C’E’ ANCORA QUALCUNO CHE DA’ CORDA A FARINETTI

Nei libri di arboricoltura generale si è soliti leggere che il Fico (Ficus carica L., 1753) è una pianta longeva, che se coltivato con le opportune cure colturali può diventare secolare, malgrado la struttura del suo legno non sia tra le più resistenti.

C’è però un FICO che evidentemente non è stato curato come da manuale e malgrado le cure, le concimazioni e i ripetuti interventi irrigui, si dice che stia attraversando una fase fisiologica molto critica che lo porterà, quasi certamente, all’espianto.

Questo FICO si trova a Bologna.

E già questa è un’anomalia, considerato che essendo una pianta ‘mediterranea’ predilige le regioni centro-meridionali della nostra Isola.

Una scelta improvvida quella di impiantare un FICO dove forse non vi erano le migliori condizioni pedoclimatiche. Ma l’imprenditore che lo ha trapiantato era, ed è, talmente pieno di sé, da trascurare anche le più basilari regole dell’agronomia.

Eppure questo imprenditore ha sempre fatto sfoggio di ottime conoscenze delle nozioni che riguardano l’agricoltura, dispensando a reti unificate consigli e saperi su tutto quanto riguardasse il settore agricolo.

■ ■ ■ ■

Rispondi in breve a queste domande sul brano riportato sopra.
(a) Secondo i libri di arboricoltura generale, che cosa può diventare il fico se coltivato con le opportune cure colturali?
(b) In quale città si trova il FICO di cui parla il brano?
(c) Quali regioni predilige il fico in quanto pianta "mediterranea"?

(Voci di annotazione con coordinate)
■ ■ ■ ■

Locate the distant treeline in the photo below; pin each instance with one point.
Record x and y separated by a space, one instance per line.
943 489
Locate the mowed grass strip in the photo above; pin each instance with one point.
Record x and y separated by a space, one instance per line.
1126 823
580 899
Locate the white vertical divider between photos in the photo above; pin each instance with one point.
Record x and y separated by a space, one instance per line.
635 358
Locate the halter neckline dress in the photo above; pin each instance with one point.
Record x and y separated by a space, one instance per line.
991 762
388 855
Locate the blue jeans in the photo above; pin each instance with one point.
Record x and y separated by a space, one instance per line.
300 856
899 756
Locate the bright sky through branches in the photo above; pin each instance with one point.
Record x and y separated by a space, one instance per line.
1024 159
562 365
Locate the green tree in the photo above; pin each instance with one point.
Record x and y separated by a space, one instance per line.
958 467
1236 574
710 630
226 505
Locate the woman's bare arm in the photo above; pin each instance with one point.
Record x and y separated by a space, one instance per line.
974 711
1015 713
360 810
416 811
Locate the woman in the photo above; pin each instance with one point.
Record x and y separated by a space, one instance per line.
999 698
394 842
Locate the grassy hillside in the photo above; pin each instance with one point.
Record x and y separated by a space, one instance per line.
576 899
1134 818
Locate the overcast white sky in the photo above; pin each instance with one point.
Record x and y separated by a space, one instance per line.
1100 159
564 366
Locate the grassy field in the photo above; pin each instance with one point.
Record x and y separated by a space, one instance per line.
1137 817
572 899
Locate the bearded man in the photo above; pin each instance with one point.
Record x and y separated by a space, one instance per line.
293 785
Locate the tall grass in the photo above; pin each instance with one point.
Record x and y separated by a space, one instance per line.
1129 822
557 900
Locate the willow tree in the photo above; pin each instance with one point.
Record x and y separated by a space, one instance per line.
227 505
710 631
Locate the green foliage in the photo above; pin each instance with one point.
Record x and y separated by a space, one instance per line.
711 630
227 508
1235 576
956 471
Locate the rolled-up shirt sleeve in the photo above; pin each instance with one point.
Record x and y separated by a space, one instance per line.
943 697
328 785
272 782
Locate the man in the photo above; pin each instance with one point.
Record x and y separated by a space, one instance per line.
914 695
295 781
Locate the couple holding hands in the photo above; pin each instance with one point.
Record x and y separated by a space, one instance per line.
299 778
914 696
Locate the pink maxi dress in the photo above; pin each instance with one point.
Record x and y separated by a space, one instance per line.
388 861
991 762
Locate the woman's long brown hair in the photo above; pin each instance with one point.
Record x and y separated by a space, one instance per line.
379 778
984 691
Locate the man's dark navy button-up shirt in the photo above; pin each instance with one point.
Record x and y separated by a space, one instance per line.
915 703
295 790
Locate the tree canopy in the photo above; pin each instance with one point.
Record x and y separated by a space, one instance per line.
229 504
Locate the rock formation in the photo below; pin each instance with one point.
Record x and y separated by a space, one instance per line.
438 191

■ ■ ■ ■

### Risultato dell'esercizio
(a) Può diventare secolare.
(b) Si trova a Bologna.
(c) Predilige le regioni centro-meridionali.